◆ **DESCRIPTION OF THE TASK**: List every line below that contains the word "tree", copying each such line in full.

^^^^

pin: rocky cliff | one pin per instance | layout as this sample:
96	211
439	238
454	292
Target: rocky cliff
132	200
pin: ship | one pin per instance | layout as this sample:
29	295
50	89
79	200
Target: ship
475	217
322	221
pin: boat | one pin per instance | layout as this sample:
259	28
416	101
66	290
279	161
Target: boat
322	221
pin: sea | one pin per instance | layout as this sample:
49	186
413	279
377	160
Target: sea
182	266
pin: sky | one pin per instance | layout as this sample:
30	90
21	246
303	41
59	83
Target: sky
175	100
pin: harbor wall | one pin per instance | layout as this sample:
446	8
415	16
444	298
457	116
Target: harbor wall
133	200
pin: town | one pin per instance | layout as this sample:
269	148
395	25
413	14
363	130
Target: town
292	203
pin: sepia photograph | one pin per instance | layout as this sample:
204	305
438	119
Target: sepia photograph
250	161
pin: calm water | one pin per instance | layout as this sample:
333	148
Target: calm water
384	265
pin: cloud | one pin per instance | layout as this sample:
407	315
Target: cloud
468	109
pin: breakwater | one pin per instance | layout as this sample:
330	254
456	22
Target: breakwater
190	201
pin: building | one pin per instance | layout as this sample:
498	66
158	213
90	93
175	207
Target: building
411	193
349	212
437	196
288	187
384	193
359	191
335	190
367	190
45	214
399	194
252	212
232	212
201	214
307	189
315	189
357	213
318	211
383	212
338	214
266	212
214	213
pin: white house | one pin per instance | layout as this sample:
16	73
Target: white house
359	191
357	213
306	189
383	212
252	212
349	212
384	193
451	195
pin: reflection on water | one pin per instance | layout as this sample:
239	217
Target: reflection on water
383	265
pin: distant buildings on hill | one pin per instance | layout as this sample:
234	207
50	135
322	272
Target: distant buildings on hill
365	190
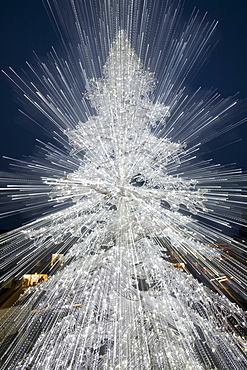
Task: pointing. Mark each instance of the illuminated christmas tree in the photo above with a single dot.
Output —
(125, 195)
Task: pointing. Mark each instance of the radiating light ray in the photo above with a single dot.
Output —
(122, 191)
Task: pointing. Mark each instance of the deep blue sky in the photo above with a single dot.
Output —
(25, 26)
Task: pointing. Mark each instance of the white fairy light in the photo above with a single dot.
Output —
(123, 192)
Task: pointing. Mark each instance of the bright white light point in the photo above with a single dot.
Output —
(122, 199)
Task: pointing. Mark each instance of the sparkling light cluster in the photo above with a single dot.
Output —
(122, 192)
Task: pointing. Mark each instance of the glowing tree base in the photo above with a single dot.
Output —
(124, 192)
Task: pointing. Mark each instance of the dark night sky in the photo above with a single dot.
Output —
(25, 26)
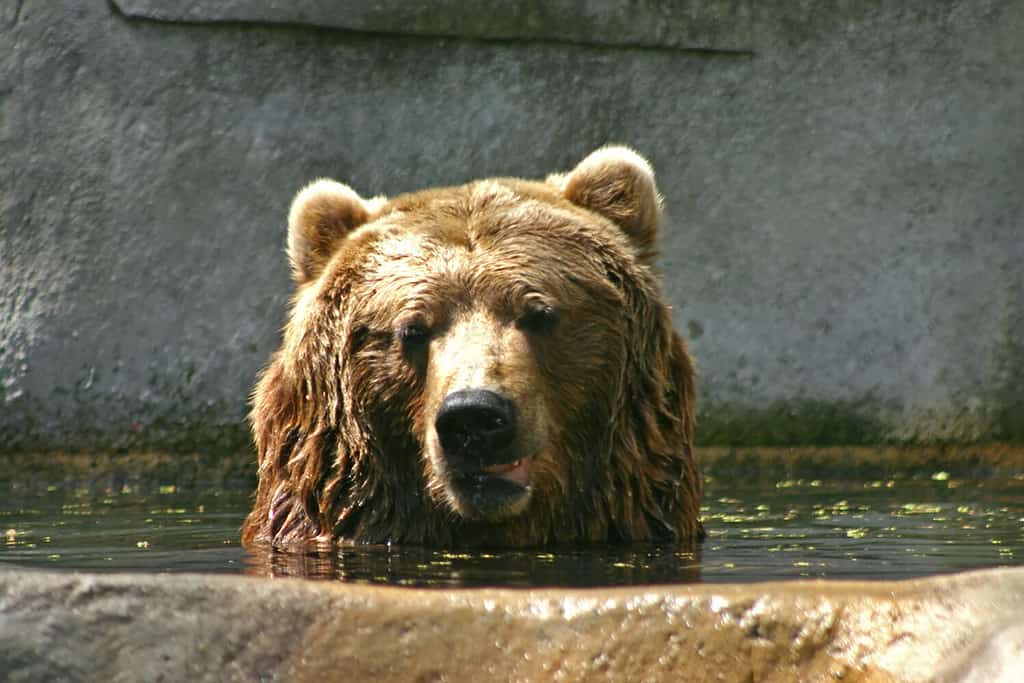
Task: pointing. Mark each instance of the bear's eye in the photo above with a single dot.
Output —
(538, 317)
(414, 336)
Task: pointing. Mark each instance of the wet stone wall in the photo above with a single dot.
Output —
(844, 186)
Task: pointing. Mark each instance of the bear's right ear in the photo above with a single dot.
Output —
(322, 214)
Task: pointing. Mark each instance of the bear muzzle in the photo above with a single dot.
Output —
(488, 476)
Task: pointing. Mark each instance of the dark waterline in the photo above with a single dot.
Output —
(766, 529)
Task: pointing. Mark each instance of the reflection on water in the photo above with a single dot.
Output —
(421, 566)
(773, 528)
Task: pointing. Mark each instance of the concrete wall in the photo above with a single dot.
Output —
(845, 182)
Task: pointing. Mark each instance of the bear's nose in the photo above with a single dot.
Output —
(475, 423)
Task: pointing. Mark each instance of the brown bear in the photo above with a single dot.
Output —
(487, 365)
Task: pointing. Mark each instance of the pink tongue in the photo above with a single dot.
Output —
(517, 471)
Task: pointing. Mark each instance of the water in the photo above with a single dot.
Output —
(758, 528)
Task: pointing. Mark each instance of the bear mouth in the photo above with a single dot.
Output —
(493, 493)
(517, 471)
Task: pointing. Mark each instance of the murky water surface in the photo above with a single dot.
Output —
(774, 528)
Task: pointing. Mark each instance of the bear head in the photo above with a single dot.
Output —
(492, 364)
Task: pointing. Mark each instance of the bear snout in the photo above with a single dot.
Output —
(476, 428)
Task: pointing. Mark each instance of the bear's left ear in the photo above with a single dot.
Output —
(322, 214)
(619, 183)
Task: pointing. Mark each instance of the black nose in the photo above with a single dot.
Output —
(475, 423)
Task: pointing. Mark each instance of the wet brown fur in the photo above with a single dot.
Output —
(341, 417)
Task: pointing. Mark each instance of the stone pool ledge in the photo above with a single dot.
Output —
(62, 626)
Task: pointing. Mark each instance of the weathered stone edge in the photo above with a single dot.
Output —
(134, 627)
(696, 25)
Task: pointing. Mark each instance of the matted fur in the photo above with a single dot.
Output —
(342, 416)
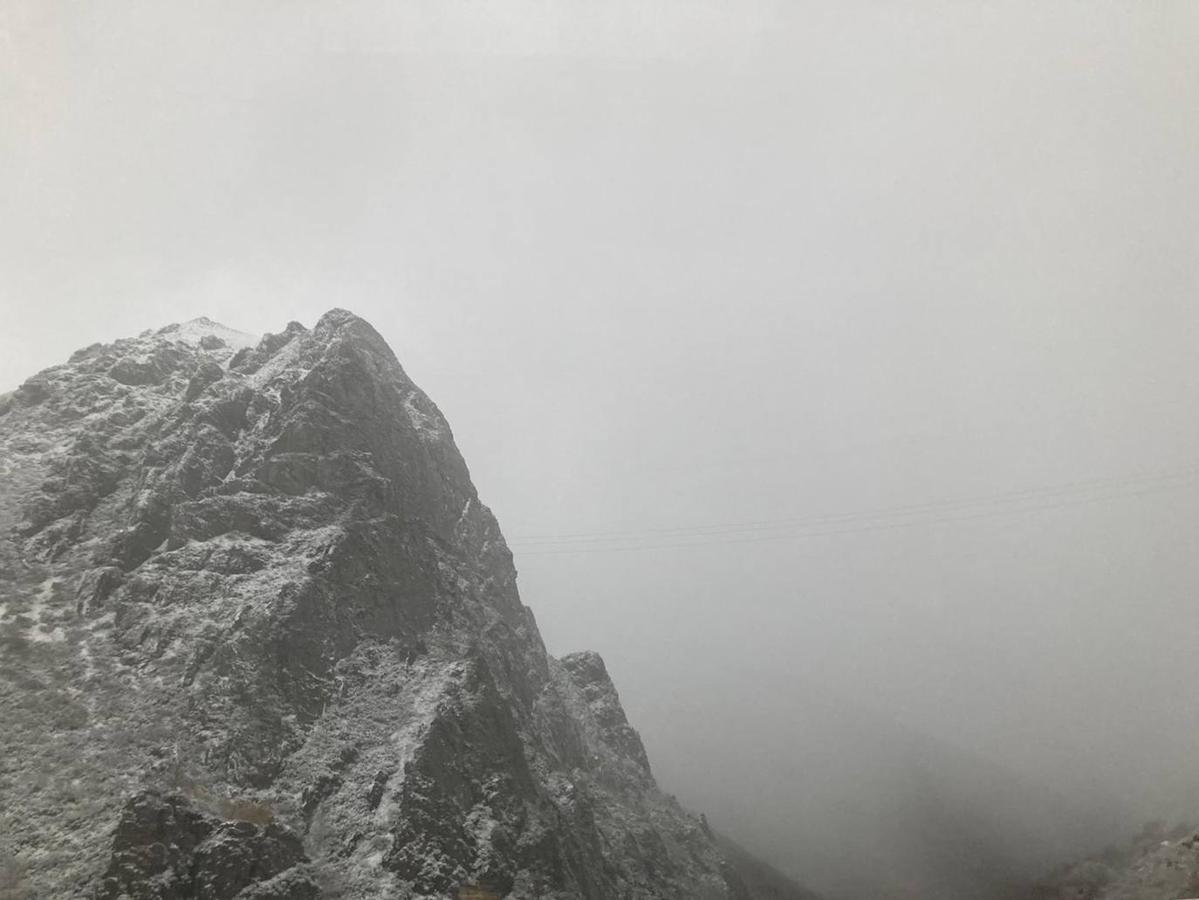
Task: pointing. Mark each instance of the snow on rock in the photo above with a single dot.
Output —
(249, 580)
(205, 332)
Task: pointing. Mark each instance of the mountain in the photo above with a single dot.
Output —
(259, 639)
(1157, 864)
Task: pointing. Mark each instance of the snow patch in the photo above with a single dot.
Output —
(196, 330)
(428, 427)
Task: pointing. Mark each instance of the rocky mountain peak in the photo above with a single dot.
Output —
(253, 610)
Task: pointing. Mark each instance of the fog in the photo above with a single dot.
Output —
(830, 367)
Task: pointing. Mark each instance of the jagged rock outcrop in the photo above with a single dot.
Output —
(1158, 864)
(260, 639)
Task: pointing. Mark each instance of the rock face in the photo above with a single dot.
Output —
(260, 639)
(1158, 864)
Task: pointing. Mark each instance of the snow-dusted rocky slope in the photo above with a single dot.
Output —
(260, 639)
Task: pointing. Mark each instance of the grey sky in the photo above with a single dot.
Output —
(684, 264)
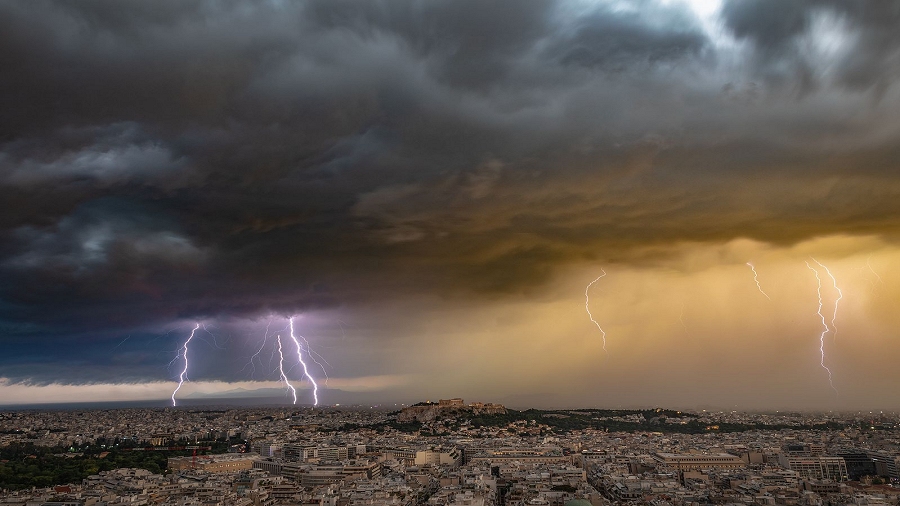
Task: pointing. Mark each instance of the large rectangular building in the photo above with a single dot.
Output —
(224, 463)
(820, 468)
(689, 462)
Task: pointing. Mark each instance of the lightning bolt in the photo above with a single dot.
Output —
(281, 370)
(824, 325)
(756, 278)
(305, 370)
(183, 374)
(836, 301)
(587, 308)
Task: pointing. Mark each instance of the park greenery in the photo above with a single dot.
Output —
(25, 465)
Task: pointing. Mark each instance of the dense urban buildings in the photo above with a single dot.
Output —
(460, 455)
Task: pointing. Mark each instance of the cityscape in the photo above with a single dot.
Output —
(446, 453)
(449, 252)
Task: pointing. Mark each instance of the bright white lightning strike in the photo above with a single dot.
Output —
(756, 278)
(305, 370)
(836, 301)
(824, 325)
(587, 308)
(183, 374)
(281, 370)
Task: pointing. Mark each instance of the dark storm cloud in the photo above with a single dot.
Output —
(201, 159)
(784, 31)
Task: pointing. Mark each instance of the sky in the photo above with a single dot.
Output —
(434, 190)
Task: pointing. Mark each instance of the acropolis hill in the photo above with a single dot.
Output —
(428, 411)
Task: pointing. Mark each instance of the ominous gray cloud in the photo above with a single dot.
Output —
(203, 159)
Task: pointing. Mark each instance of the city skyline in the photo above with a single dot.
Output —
(549, 204)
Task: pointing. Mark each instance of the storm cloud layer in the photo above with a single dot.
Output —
(198, 160)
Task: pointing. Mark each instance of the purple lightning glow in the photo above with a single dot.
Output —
(756, 278)
(587, 301)
(281, 370)
(256, 355)
(183, 374)
(305, 370)
(824, 325)
(836, 301)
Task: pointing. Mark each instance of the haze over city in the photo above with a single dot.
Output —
(684, 204)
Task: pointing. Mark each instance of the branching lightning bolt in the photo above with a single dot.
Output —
(305, 370)
(756, 278)
(281, 370)
(183, 353)
(824, 325)
(587, 308)
(836, 301)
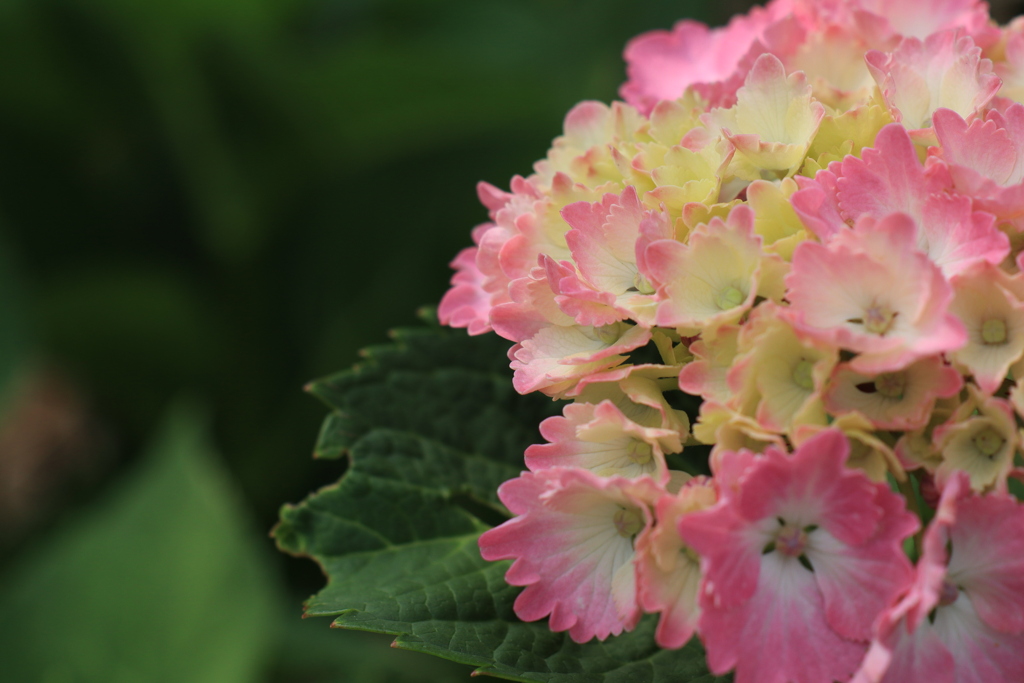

^^^^

◆ **EXERCISE RESULT**:
Task: pointing. Mark each instance of the illuminated christmas tree in the photo above with a single dot.
Task: pointing. Mark each instance of the glowing tree base in the photo above with a single dot.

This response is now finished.